* [Goal]: Reproduce every line of the entries below, starting at the line containing "Point to the silver" and continuing down to the line containing "x=909, y=268", both lines included. Leave the pictures out of your reproduction.

____

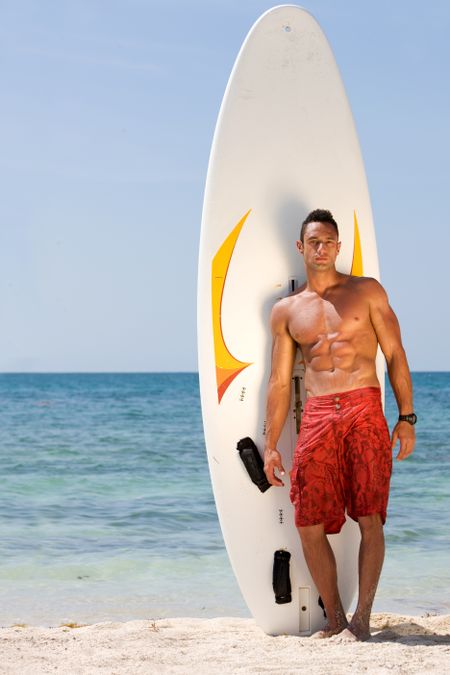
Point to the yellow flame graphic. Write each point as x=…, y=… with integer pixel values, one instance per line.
x=357, y=266
x=227, y=366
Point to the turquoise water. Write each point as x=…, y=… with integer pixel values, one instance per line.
x=106, y=509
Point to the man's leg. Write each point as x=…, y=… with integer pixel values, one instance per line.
x=371, y=556
x=322, y=566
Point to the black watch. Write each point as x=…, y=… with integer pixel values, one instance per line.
x=412, y=418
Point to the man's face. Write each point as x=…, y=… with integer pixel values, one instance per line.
x=320, y=246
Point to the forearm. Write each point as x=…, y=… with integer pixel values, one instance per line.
x=278, y=401
x=400, y=379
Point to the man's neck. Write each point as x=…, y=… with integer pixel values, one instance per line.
x=319, y=282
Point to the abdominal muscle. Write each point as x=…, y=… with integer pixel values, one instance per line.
x=339, y=367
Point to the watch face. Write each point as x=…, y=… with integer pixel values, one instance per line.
x=412, y=419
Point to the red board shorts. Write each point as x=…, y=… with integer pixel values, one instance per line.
x=342, y=461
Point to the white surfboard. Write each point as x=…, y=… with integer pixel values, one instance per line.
x=285, y=143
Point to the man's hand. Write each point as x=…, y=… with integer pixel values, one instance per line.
x=406, y=434
x=272, y=461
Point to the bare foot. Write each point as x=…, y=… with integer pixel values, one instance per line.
x=351, y=634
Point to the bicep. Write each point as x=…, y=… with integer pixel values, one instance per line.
x=385, y=323
x=284, y=348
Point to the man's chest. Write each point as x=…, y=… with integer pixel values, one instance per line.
x=339, y=316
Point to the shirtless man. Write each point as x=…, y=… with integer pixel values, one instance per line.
x=343, y=458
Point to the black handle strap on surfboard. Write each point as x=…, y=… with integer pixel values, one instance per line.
x=281, y=581
x=253, y=463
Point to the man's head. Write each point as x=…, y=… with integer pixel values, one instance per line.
x=318, y=216
x=319, y=240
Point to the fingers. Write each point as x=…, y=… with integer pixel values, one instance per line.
x=406, y=448
x=269, y=469
x=272, y=478
x=394, y=438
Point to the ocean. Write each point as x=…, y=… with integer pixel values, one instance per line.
x=107, y=512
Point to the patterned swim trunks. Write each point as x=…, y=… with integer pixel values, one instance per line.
x=342, y=461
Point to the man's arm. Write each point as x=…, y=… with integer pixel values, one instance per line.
x=387, y=330
x=279, y=391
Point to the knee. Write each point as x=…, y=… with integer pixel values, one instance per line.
x=370, y=525
x=311, y=534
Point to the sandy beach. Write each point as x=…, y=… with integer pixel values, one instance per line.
x=399, y=644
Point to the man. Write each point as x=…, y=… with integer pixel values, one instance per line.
x=343, y=458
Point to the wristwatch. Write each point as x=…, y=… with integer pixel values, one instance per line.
x=411, y=418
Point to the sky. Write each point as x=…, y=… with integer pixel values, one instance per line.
x=107, y=115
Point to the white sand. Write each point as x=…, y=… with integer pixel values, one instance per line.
x=399, y=644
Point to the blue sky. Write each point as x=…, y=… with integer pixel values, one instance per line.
x=107, y=116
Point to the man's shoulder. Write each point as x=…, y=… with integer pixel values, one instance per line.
x=366, y=285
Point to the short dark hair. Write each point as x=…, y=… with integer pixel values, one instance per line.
x=318, y=216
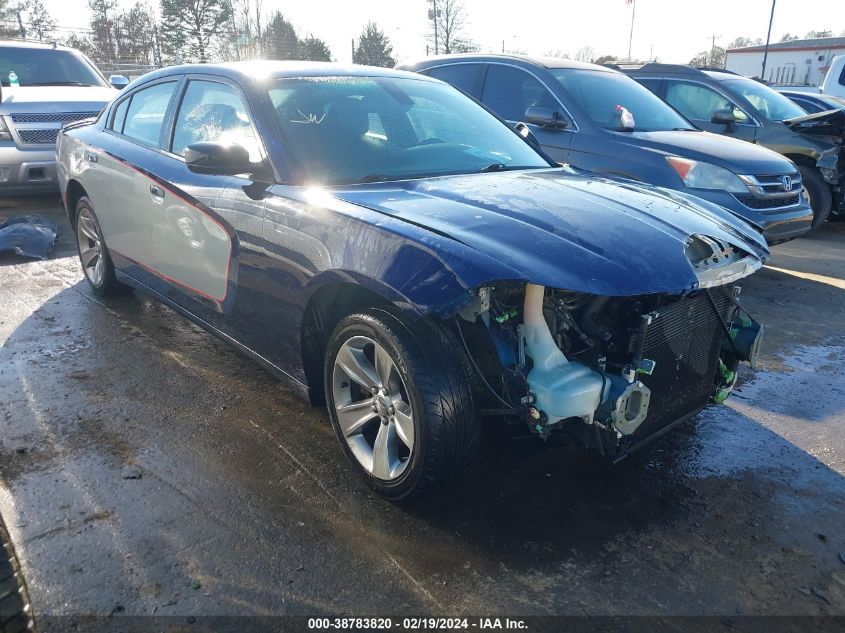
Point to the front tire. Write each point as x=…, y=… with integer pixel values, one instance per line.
x=400, y=402
x=819, y=194
x=93, y=254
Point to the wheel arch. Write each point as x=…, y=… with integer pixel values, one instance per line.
x=327, y=306
x=75, y=191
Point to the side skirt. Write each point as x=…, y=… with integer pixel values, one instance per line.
x=300, y=388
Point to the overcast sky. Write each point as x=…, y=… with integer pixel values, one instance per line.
x=674, y=30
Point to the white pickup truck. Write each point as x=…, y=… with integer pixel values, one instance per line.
x=41, y=88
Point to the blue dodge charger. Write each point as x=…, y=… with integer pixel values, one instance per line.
x=392, y=249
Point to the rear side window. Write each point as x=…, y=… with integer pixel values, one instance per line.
x=699, y=102
x=119, y=115
x=465, y=77
x=145, y=114
x=809, y=106
x=509, y=92
x=651, y=83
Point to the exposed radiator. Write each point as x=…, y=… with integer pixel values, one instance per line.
x=684, y=341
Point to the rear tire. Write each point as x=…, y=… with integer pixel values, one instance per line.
x=819, y=193
x=424, y=378
x=15, y=611
x=93, y=254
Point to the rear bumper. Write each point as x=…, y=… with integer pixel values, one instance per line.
x=776, y=225
x=27, y=171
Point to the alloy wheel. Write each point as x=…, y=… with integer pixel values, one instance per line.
x=90, y=247
x=373, y=408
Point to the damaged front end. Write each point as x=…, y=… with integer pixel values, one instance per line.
x=611, y=373
x=827, y=126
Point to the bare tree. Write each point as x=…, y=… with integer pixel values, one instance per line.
x=585, y=54
x=450, y=22
x=191, y=29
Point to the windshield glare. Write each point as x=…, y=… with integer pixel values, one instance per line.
x=769, y=103
x=47, y=67
x=599, y=92
x=349, y=129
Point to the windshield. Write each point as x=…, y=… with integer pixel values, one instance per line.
x=599, y=92
x=769, y=103
x=46, y=67
x=355, y=129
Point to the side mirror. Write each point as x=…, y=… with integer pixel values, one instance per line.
x=221, y=159
x=118, y=81
x=545, y=117
x=725, y=117
x=525, y=132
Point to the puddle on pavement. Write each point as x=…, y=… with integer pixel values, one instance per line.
x=748, y=433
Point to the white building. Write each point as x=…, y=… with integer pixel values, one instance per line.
x=797, y=62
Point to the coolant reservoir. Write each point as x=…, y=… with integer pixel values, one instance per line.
x=563, y=389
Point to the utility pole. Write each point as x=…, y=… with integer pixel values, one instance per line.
x=20, y=25
x=768, y=38
x=713, y=39
x=432, y=15
x=156, y=48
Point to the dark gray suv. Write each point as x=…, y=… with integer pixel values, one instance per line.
x=723, y=102
x=580, y=115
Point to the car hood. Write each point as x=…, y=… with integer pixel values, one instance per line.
x=560, y=229
x=55, y=99
x=829, y=123
x=738, y=156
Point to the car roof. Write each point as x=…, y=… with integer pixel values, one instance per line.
x=261, y=70
x=661, y=69
x=720, y=75
x=26, y=44
x=545, y=62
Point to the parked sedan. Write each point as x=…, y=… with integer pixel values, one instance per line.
x=814, y=102
x=596, y=118
x=389, y=247
x=726, y=103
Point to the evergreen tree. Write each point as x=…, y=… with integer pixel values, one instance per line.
x=314, y=49
x=190, y=29
x=374, y=48
x=280, y=40
x=38, y=22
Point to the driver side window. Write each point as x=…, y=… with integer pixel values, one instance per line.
x=698, y=102
x=510, y=91
x=212, y=111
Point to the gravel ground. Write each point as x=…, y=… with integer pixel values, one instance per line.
x=148, y=469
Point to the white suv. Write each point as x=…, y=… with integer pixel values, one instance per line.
x=43, y=87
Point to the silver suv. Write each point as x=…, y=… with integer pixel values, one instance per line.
x=43, y=86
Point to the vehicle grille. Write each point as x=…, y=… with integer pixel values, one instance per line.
x=32, y=137
x=684, y=342
x=774, y=184
x=768, y=203
x=51, y=117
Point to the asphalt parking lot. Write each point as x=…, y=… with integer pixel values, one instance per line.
x=147, y=468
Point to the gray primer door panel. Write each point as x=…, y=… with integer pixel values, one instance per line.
x=188, y=246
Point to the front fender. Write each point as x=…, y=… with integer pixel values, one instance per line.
x=414, y=267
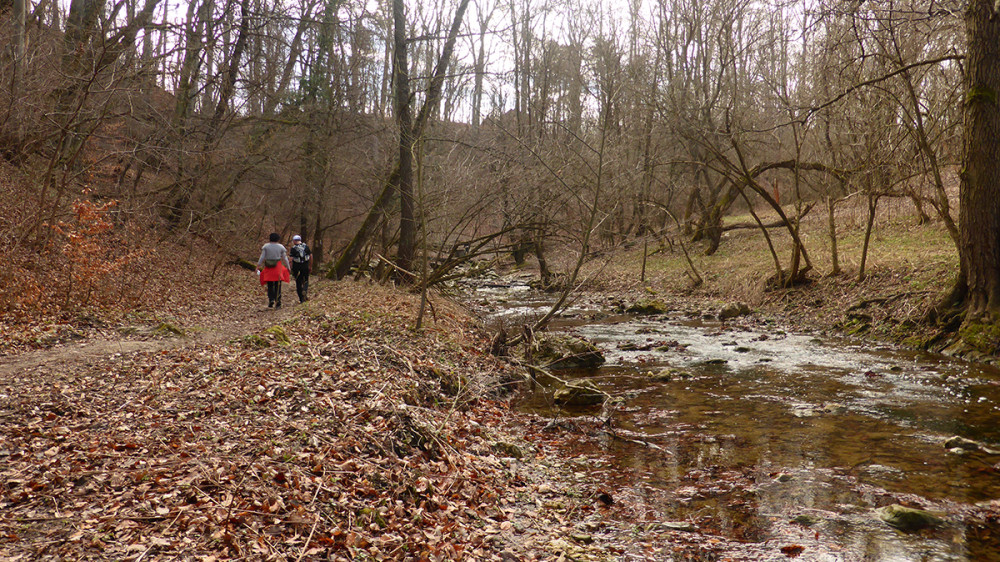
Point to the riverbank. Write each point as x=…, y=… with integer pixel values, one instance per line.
x=329, y=430
x=909, y=268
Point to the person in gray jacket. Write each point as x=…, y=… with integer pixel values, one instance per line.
x=273, y=267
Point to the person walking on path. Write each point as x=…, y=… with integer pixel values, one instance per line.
x=273, y=268
x=301, y=260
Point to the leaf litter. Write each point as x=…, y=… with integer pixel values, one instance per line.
x=326, y=431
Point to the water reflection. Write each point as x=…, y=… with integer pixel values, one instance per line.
x=761, y=434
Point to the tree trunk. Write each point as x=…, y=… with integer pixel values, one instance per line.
x=872, y=206
x=401, y=82
x=389, y=190
x=834, y=256
x=979, y=213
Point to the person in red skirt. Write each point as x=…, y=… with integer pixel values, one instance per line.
x=273, y=267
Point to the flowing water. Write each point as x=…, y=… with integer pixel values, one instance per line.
x=748, y=432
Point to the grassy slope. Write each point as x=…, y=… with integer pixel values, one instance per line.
x=909, y=266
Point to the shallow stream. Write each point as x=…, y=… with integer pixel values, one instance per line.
x=762, y=436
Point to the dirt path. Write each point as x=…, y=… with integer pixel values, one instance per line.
x=205, y=327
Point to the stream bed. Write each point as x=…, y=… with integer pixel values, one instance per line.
x=771, y=438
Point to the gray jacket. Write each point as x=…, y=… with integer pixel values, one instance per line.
x=273, y=251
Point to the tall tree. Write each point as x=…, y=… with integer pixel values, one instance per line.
x=978, y=285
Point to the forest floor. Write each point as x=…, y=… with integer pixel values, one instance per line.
x=214, y=428
x=908, y=268
x=330, y=430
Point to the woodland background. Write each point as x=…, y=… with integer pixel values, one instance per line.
x=552, y=124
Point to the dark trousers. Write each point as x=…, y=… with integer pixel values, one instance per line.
x=301, y=282
x=273, y=292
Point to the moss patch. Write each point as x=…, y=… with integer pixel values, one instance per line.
x=166, y=329
x=982, y=337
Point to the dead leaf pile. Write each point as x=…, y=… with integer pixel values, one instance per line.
x=336, y=433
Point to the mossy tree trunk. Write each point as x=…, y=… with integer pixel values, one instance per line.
x=977, y=290
x=979, y=212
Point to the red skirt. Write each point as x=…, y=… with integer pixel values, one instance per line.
x=276, y=273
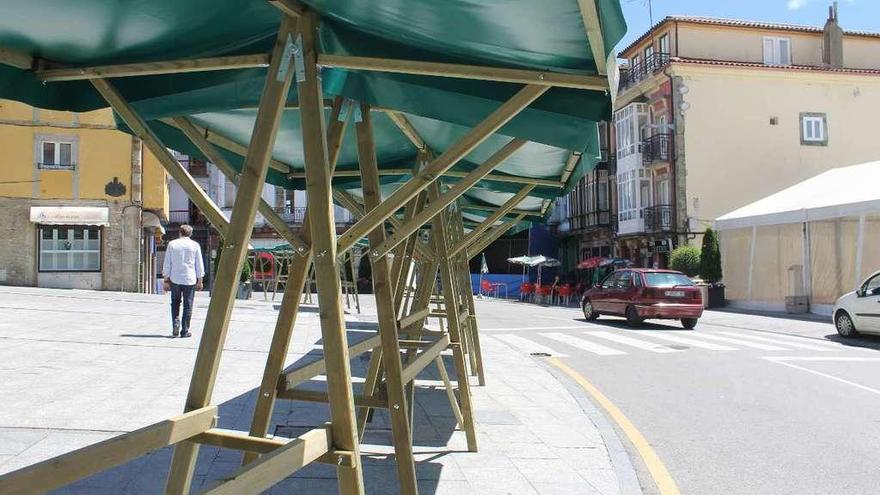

____

* [Reply to the exercise]:
Point to the silver suv. Write each point as x=…, y=… with integer pixel values, one instance per line.
x=43, y=86
Point to the vehicle grille. Write each point as x=…, y=… with integer pixel values, one instance per line.
x=32, y=137
x=684, y=342
x=774, y=184
x=768, y=203
x=51, y=117
Point to the asphalt parking lot. Write each point as x=…, y=… with integer pixel values, one instance per line.
x=147, y=468
Point to the gray primer door panel. Write each point as x=…, y=… with integer pixel values, one instance per line.
x=188, y=246
Point to the front fender. Write each point as x=…, y=… with integer pixel values, one instance per line.
x=414, y=267
Point to the riverbank. Write each point as x=…, y=… with integer pixel values, one instance per line.
x=329, y=430
x=909, y=268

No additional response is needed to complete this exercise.